• **DESCRIPTION OF THE TASK**
Extract the rows below from the line with "Where can the high-rise" to the line with "point(293, 57)", both included, and copy them out unchanged.

--- start of EXERCISE DATA ---

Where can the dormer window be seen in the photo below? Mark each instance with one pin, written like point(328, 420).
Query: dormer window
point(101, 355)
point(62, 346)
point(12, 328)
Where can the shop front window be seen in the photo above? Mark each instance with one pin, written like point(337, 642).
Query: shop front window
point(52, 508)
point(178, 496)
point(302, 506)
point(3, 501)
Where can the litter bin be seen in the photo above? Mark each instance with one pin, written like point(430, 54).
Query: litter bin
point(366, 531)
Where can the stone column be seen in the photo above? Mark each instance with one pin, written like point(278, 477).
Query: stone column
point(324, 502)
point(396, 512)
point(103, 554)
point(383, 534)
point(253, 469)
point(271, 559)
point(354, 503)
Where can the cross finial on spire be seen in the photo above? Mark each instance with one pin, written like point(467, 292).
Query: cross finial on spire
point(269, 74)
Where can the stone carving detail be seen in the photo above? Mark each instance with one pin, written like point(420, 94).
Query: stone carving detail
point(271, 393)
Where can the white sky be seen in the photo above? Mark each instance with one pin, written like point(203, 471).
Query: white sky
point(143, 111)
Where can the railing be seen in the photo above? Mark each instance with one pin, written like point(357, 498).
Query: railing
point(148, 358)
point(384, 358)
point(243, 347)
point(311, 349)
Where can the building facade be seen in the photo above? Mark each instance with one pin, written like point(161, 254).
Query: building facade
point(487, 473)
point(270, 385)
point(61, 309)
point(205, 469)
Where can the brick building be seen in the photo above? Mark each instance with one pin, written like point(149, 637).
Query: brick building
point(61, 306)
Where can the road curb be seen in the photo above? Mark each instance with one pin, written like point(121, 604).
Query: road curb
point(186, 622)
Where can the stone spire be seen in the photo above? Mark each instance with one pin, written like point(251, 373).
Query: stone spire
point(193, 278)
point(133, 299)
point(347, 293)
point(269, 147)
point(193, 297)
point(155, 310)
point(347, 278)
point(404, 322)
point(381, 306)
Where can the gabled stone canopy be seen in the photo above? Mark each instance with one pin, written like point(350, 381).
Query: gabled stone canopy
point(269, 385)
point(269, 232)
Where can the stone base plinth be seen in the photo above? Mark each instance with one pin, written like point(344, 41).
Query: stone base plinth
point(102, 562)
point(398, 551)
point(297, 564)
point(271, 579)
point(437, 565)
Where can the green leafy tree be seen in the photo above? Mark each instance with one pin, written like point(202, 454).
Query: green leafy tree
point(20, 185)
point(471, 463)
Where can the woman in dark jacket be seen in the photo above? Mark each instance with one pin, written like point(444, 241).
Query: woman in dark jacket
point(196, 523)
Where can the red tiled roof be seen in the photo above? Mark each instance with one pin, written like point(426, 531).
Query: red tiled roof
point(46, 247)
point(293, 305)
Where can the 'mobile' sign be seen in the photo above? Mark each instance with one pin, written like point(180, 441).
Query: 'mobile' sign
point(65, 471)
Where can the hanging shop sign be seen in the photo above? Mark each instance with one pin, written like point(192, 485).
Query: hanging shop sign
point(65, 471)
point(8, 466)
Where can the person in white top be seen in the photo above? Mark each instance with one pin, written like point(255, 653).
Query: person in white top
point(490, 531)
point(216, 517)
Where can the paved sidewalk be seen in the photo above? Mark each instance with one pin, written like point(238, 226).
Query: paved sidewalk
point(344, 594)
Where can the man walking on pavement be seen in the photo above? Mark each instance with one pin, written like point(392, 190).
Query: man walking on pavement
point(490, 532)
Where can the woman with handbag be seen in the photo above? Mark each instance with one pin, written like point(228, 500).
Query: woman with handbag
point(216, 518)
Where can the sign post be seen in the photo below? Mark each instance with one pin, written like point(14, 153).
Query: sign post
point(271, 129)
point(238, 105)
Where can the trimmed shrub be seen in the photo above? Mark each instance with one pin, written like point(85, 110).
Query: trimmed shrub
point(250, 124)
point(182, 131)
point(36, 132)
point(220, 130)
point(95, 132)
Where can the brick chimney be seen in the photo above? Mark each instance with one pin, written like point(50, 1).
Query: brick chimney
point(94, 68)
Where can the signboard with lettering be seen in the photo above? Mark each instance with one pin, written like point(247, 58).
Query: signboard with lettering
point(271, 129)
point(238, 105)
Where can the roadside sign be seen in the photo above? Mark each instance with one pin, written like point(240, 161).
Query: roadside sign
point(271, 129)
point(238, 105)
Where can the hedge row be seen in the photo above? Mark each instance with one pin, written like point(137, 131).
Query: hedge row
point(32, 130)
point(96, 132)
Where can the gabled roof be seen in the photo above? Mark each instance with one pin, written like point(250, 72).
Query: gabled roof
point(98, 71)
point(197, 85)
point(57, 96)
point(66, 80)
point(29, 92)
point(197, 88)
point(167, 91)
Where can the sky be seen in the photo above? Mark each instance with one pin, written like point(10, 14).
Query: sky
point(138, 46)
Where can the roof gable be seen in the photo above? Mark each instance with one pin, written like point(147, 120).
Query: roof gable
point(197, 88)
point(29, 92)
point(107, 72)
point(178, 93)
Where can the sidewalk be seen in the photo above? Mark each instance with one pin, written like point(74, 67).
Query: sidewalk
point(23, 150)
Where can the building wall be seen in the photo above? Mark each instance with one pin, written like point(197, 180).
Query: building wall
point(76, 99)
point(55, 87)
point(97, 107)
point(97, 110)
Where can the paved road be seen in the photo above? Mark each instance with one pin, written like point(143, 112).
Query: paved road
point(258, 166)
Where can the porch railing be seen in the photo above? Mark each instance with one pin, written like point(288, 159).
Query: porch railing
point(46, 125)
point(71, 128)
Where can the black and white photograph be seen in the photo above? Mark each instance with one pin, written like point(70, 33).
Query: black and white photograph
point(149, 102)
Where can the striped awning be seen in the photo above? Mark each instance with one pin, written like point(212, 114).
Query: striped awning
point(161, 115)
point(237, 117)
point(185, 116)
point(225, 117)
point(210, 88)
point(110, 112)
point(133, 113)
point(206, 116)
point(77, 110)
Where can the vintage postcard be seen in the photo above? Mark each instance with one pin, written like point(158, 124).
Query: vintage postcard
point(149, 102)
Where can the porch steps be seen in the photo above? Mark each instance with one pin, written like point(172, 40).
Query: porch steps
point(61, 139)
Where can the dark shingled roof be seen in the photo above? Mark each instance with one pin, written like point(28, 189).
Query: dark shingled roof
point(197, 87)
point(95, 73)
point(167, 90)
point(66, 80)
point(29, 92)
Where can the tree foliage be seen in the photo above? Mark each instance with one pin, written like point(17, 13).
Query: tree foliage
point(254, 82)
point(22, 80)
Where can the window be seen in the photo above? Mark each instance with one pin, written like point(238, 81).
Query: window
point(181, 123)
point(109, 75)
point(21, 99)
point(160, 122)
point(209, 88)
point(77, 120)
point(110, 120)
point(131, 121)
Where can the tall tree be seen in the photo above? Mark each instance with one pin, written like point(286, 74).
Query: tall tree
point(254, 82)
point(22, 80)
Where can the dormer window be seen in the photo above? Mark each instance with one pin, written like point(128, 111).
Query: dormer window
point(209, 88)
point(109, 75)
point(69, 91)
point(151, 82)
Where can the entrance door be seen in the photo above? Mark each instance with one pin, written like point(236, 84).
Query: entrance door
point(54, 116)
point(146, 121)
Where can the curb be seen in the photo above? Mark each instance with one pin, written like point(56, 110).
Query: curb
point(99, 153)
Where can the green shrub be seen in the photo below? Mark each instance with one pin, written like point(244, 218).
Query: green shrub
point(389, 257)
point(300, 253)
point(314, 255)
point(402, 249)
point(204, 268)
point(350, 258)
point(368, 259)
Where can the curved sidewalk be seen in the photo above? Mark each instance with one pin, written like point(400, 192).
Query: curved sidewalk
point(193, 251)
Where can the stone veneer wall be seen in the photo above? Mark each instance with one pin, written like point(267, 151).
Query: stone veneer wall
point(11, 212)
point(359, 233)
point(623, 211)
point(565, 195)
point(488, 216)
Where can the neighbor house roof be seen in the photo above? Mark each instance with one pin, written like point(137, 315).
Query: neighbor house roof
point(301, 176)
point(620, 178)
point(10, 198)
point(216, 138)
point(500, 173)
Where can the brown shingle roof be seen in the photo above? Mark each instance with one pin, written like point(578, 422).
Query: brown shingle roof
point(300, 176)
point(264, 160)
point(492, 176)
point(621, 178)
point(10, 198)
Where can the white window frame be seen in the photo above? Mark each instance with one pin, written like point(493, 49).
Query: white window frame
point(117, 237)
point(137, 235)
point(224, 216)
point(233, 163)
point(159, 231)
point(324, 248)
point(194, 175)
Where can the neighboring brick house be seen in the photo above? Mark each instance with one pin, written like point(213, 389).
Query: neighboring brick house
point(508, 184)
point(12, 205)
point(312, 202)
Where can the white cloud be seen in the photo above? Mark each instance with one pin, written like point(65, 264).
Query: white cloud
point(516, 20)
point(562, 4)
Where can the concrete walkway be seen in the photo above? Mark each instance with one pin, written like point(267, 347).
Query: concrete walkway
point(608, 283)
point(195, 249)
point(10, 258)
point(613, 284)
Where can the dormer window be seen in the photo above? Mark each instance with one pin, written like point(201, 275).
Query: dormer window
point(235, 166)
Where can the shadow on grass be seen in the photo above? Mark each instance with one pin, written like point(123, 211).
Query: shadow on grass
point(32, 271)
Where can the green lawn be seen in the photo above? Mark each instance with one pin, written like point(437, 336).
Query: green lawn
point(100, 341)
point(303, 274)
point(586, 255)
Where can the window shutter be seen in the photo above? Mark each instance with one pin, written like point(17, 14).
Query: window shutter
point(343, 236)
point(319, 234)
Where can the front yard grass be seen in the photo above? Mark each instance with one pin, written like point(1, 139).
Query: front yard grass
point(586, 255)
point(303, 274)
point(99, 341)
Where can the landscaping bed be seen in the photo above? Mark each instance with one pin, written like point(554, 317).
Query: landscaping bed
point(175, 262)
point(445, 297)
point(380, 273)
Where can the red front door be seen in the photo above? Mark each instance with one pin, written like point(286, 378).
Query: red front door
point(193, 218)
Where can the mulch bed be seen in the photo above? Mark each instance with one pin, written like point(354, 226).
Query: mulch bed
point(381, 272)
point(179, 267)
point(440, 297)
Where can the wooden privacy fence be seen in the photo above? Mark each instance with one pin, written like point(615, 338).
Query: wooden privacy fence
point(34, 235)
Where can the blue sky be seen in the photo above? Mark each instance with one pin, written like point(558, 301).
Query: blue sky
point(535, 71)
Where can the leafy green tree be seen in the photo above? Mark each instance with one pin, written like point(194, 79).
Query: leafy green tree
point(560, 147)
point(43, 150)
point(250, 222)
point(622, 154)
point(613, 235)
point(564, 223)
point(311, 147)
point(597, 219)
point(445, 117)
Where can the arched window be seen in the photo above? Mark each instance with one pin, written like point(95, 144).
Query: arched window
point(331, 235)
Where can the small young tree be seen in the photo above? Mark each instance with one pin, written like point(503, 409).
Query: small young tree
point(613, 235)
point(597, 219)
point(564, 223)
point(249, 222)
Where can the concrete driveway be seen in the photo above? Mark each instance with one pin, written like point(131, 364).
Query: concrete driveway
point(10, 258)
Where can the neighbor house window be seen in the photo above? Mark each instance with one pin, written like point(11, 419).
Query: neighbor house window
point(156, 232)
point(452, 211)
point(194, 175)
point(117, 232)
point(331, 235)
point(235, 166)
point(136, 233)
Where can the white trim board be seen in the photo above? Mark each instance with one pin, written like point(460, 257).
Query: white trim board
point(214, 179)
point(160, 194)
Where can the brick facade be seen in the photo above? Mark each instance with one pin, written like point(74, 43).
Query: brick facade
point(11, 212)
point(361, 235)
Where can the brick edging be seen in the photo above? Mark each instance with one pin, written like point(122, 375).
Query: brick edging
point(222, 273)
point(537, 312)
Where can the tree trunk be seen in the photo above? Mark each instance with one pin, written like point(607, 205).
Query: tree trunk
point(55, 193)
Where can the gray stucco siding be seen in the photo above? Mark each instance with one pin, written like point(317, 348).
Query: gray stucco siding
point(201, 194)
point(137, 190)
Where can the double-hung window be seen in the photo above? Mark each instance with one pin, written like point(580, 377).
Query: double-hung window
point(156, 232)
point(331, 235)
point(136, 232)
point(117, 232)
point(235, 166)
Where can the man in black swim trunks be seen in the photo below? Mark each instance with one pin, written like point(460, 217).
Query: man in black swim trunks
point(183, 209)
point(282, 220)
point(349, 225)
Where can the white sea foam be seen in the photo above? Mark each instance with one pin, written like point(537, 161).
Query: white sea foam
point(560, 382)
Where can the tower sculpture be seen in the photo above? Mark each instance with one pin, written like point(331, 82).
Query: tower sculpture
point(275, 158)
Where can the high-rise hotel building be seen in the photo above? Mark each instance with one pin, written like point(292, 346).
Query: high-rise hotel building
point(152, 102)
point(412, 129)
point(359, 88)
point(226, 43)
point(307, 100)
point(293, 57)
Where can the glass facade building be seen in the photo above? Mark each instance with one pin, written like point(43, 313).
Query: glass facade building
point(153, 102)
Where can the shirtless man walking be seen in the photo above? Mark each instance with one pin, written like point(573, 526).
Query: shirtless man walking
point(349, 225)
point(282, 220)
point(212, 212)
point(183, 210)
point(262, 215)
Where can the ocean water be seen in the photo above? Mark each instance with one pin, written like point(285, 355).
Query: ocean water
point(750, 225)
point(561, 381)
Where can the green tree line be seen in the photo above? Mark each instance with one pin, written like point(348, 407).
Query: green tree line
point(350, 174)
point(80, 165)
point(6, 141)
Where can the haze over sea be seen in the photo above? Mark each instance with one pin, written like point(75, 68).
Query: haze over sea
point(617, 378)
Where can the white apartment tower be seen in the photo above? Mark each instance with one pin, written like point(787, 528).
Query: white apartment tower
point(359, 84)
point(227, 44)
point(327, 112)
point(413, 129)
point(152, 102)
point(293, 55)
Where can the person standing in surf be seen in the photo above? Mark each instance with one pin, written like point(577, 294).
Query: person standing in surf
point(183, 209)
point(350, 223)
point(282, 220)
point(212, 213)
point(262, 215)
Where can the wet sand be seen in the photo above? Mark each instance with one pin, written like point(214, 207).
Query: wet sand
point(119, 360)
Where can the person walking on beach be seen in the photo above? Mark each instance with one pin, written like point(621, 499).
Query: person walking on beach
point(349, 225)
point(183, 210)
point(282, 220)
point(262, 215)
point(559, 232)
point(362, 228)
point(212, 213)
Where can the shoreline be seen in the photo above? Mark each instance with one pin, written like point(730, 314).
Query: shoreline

--- end of EXERCISE DATA ---

• **THE REPLY**
Where can the high-rise hotel building be seen in the photo above? Mark each instance with one pin, written like point(292, 346).
Query: high-rise hotel building
point(152, 102)
point(412, 129)
point(359, 88)
point(226, 43)
point(307, 100)
point(293, 57)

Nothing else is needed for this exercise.